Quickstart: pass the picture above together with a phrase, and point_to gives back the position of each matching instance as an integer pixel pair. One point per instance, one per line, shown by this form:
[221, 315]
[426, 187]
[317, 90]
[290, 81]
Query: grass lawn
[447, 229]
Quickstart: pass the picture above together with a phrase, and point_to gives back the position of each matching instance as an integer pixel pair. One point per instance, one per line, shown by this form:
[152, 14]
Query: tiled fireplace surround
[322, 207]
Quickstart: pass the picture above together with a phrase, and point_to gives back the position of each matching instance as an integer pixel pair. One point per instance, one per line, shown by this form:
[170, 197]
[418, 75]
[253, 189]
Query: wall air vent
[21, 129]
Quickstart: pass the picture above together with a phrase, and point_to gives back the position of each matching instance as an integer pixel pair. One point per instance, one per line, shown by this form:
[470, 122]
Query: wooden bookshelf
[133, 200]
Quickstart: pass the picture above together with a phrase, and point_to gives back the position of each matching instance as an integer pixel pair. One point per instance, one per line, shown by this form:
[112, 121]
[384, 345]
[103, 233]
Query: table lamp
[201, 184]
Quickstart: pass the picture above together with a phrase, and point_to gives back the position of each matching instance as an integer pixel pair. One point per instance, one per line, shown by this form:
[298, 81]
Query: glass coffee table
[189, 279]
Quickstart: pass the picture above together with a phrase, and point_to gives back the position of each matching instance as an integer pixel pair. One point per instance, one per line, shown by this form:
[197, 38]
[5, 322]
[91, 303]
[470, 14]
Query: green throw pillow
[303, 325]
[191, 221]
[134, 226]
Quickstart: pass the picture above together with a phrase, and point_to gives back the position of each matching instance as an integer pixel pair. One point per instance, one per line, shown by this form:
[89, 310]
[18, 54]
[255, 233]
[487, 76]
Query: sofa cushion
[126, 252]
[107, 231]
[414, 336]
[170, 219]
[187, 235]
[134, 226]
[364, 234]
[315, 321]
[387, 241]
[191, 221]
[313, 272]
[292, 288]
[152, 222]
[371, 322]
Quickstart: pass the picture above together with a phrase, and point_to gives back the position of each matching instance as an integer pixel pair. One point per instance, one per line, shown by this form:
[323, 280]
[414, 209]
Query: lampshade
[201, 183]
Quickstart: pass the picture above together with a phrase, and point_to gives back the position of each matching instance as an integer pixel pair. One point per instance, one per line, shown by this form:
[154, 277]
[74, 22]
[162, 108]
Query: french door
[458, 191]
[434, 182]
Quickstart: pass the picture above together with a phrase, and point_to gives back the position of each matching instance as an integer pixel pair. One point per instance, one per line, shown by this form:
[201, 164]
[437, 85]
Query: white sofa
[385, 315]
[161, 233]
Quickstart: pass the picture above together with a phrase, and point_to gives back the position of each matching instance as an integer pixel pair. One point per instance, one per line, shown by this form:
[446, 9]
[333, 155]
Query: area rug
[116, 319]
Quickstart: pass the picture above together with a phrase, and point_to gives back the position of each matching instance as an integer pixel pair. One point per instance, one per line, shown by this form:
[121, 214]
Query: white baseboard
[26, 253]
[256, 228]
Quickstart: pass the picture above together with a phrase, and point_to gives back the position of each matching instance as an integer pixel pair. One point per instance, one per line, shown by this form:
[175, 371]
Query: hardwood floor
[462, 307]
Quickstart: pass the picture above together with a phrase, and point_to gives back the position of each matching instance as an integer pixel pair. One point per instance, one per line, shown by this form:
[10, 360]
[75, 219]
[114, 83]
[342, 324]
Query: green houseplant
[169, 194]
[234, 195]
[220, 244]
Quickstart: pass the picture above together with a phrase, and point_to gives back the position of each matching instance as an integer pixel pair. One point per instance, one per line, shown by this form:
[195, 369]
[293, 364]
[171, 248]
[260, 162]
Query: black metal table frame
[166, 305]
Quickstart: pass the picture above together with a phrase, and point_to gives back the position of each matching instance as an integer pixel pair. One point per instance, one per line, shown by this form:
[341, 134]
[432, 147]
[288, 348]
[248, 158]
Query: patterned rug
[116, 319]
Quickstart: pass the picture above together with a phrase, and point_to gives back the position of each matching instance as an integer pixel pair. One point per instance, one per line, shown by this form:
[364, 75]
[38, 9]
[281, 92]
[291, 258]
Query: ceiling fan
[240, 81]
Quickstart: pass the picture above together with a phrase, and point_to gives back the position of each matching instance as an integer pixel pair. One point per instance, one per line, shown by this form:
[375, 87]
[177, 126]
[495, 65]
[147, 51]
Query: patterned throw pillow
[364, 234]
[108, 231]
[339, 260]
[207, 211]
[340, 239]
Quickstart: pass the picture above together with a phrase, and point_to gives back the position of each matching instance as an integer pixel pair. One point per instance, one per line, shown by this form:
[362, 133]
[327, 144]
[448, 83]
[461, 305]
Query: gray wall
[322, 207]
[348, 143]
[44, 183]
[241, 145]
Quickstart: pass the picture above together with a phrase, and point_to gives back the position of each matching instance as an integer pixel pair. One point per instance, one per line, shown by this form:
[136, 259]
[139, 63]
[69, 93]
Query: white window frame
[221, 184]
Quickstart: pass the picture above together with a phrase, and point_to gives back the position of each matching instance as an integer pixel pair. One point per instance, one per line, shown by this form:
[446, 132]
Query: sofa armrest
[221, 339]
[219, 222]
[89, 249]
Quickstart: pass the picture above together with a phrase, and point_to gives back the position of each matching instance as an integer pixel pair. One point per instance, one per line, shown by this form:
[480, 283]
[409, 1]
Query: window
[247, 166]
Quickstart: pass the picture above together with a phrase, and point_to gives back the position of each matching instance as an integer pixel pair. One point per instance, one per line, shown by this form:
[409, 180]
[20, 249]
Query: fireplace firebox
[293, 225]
________________
State how many lines in the rows above contain the string "green", with case counting. Give only the number.

2